--- QUOTED PASSAGE ---
>>
Despite these caveats, the work represents a valuable contribution to the LLMOps landscape by demonstrating that thoughtful specialization can achieve better results than brute-force scaling, with significant implications for cost, efficiency, and practical deployment of LLMs in production writing assistance applications.
<<
--- WORK TO COMPLETE ---
(a) Copy from the LLMOps passage, word for word, the part running from "Despite these caveats, the" up to and including "writing assistance applications.".
(b) Answer these questions from the LLMOps passage:
(i) To which landscape does the work make a valuable contribution?
(ii) According to the work, what can achieve better results than brute-force scaling?
(iii) In what kind of applications is the practical deployment of LLMs mentioned?

--- DATA SHOWN ---
>>
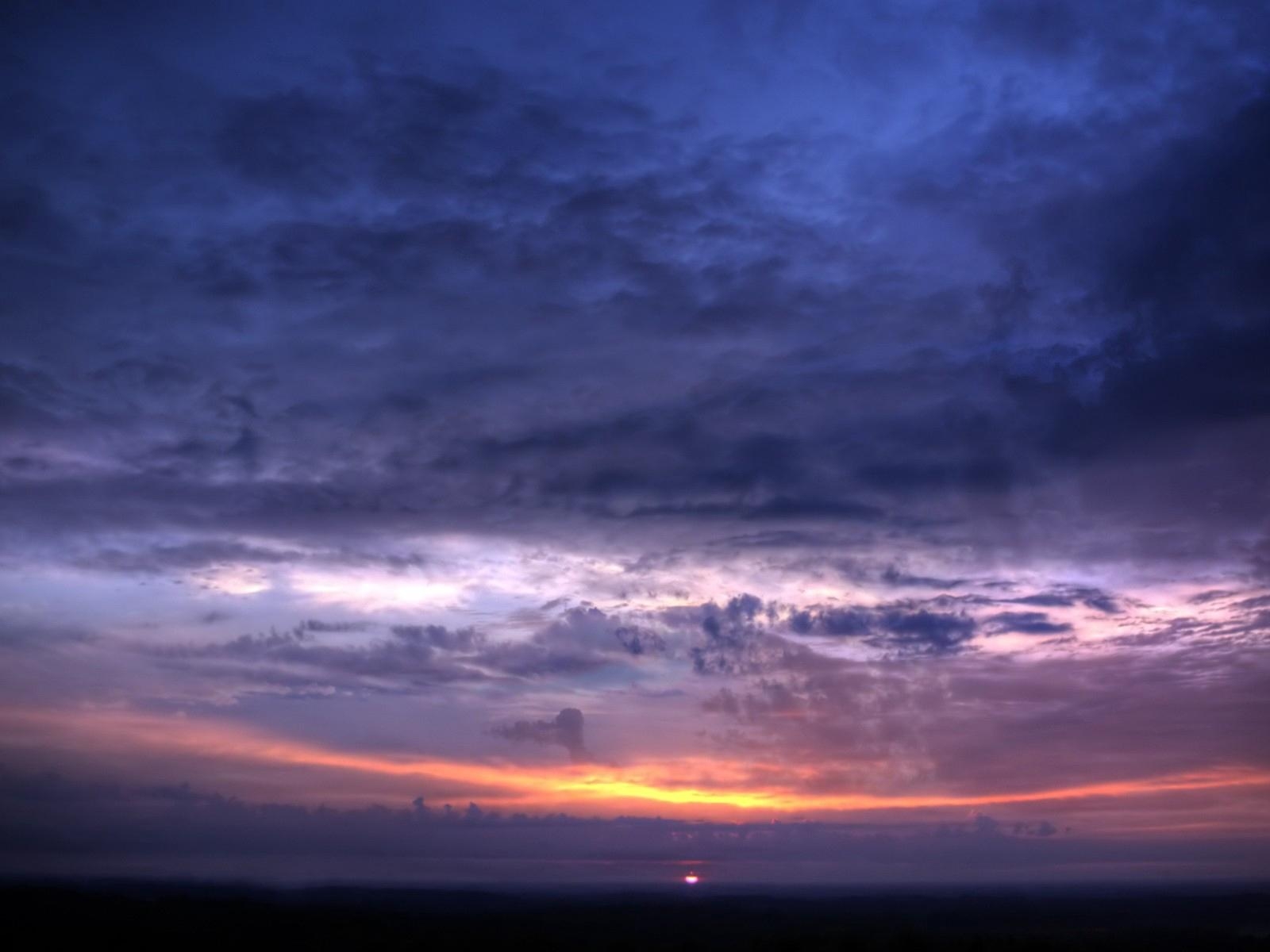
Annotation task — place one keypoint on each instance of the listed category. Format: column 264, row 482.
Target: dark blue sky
column 849, row 414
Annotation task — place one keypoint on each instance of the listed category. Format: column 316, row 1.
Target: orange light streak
column 651, row 782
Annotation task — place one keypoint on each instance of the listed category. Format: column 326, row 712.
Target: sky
column 563, row 442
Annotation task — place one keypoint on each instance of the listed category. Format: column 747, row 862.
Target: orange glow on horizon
column 715, row 785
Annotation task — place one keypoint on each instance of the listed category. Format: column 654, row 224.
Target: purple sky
column 556, row 442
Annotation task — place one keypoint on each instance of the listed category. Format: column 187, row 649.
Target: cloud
column 565, row 730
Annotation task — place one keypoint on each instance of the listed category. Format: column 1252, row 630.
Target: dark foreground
column 175, row 917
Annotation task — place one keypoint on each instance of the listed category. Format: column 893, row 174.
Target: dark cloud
column 1026, row 624
column 564, row 730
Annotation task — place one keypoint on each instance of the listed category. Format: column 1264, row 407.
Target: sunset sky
column 554, row 442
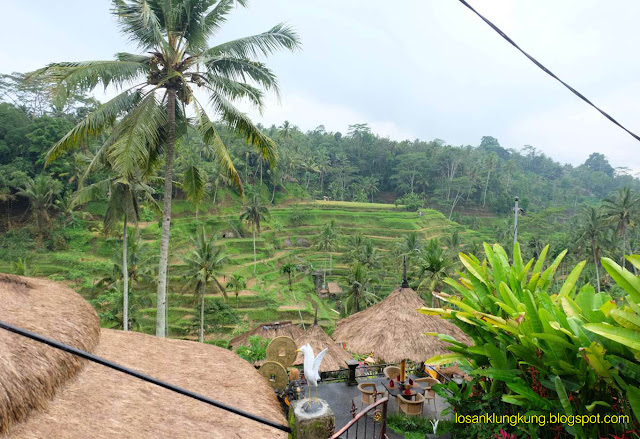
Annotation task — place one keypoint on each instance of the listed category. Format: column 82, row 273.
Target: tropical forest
column 141, row 185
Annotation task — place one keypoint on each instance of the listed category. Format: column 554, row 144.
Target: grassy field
column 90, row 255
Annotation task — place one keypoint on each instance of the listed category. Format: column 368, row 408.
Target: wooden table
column 395, row 390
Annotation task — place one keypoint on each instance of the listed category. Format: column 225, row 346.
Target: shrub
column 411, row 202
column 256, row 351
column 569, row 351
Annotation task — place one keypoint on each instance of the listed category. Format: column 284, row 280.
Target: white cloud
column 307, row 112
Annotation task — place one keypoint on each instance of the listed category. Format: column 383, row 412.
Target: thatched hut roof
column 30, row 372
column 268, row 331
column 335, row 358
column 102, row 403
column 334, row 288
column 393, row 330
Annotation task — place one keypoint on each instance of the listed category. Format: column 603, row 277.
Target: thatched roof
column 102, row 403
column 268, row 331
column 30, row 372
column 318, row 339
column 393, row 330
column 334, row 288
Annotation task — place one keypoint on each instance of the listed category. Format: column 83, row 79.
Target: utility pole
column 515, row 223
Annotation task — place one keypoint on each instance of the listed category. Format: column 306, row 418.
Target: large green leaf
column 547, row 275
column 624, row 278
column 506, row 375
column 625, row 367
column 625, row 336
column 633, row 395
column 523, row 389
column 570, row 282
column 562, row 396
column 193, row 183
column 626, row 319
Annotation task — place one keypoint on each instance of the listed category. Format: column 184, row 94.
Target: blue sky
column 411, row 69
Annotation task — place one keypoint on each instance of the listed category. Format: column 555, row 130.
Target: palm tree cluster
column 609, row 229
column 163, row 95
column 203, row 267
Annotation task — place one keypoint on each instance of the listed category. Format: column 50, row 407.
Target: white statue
column 312, row 366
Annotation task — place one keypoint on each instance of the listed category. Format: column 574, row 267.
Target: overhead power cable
column 141, row 376
column 546, row 70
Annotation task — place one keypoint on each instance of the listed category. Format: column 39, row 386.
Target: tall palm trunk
column 202, row 315
column 486, row 186
column 595, row 261
column 624, row 246
column 166, row 216
column 255, row 260
column 330, row 262
column 125, row 277
column 324, row 273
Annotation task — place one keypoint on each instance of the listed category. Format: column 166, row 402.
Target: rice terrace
column 237, row 221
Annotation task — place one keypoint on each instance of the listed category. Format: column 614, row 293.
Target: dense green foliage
column 541, row 347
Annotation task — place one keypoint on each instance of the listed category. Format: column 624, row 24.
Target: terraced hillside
column 289, row 236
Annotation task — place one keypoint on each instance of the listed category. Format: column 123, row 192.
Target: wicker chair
column 391, row 372
column 411, row 408
column 428, row 380
column 368, row 393
column 431, row 395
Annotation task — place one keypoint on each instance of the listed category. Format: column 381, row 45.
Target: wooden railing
column 371, row 422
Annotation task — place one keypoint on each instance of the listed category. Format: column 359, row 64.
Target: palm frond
column 193, row 184
column 130, row 142
column 95, row 191
column 95, row 123
column 218, row 15
column 278, row 37
column 239, row 69
column 210, row 135
column 234, row 90
column 140, row 21
column 68, row 76
column 241, row 124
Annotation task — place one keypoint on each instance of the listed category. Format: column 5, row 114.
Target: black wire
column 147, row 378
column 546, row 70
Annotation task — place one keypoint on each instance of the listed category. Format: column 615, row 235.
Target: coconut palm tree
column 236, row 283
column 353, row 246
column 622, row 210
column 203, row 266
column 370, row 256
column 41, row 192
column 359, row 288
column 122, row 205
column 327, row 243
column 370, row 186
column 453, row 242
column 434, row 265
column 411, row 245
column 147, row 116
column 135, row 265
column 289, row 268
column 254, row 213
column 593, row 228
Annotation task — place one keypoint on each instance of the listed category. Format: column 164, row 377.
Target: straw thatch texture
column 104, row 404
column 392, row 330
column 318, row 339
column 268, row 331
column 30, row 372
column 334, row 288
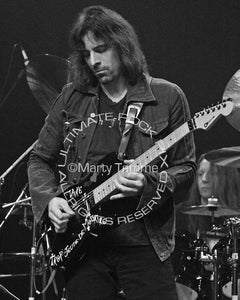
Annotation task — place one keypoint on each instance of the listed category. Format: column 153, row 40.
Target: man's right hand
column 59, row 213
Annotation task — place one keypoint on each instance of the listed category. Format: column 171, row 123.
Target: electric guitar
column 83, row 199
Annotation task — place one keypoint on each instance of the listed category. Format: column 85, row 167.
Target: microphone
column 25, row 57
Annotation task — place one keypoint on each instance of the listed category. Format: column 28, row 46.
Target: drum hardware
column 212, row 210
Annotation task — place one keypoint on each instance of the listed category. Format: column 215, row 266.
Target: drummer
column 215, row 181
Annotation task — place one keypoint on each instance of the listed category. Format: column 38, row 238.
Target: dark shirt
column 106, row 140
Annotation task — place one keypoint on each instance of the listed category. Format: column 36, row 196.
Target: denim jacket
column 164, row 109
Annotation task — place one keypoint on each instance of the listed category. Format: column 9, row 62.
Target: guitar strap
column 133, row 112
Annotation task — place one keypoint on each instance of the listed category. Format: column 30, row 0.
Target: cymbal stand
column 215, row 274
column 33, row 263
column 234, row 264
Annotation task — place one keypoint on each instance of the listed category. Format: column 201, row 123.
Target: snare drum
column 192, row 279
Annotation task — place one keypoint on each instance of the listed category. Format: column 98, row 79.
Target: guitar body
column 85, row 226
column 89, row 199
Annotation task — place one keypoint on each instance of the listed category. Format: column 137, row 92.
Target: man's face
column 205, row 177
column 103, row 61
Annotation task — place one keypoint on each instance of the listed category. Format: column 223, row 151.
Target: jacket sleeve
column 43, row 184
column 177, row 172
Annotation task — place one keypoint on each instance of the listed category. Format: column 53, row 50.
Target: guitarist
column 88, row 121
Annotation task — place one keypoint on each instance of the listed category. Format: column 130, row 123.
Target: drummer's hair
column 110, row 27
column 226, row 188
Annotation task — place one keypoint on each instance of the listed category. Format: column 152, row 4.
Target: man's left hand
column 129, row 184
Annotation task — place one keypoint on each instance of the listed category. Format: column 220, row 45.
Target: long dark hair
column 114, row 31
column 226, row 188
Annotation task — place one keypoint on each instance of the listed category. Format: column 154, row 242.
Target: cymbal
column 46, row 75
column 226, row 157
column 232, row 90
column 211, row 210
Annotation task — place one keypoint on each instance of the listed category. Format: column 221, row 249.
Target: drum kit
column 46, row 75
column 213, row 273
column 207, row 272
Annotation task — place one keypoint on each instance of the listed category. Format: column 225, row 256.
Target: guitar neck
column 108, row 187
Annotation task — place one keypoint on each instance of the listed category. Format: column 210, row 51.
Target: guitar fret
column 104, row 189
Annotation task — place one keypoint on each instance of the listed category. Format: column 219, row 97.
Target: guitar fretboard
column 108, row 187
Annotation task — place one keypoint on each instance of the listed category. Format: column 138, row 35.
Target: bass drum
column 192, row 279
column 224, row 254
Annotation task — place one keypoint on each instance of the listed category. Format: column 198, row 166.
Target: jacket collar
column 140, row 92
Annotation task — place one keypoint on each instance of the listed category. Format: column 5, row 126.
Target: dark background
column 195, row 44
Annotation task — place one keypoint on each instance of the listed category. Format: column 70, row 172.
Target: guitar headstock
column 206, row 117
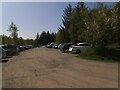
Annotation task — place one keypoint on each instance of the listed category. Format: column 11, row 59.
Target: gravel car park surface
column 49, row 68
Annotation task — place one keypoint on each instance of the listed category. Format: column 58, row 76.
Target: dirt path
column 49, row 68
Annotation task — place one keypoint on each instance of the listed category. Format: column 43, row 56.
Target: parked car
column 55, row 46
column 2, row 53
column 65, row 47
column 22, row 48
column 49, row 45
column 79, row 47
column 10, row 49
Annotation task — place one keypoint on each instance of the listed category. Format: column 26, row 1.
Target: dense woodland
column 99, row 26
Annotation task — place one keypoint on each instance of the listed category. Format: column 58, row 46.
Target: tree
column 13, row 30
column 63, row 29
column 37, row 41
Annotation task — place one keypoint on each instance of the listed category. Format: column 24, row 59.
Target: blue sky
column 33, row 17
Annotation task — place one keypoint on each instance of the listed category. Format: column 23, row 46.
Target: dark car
column 65, row 47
<<
--- ANSWERS TO THE TASKS ---
(a)
Despite these caveats, the work represents a valuable contribution to the LLMOps landscape by demonstrating that thoughtful specialization can achieve better results than brute-force scaling, with significant implications for cost, efficiency, and practical deployment of LLMs in production writing assistance applications.

(b)
(i) The LLMOps landscape.
(ii) Thoughtful specialization.
(iii) Production writing assistance applications.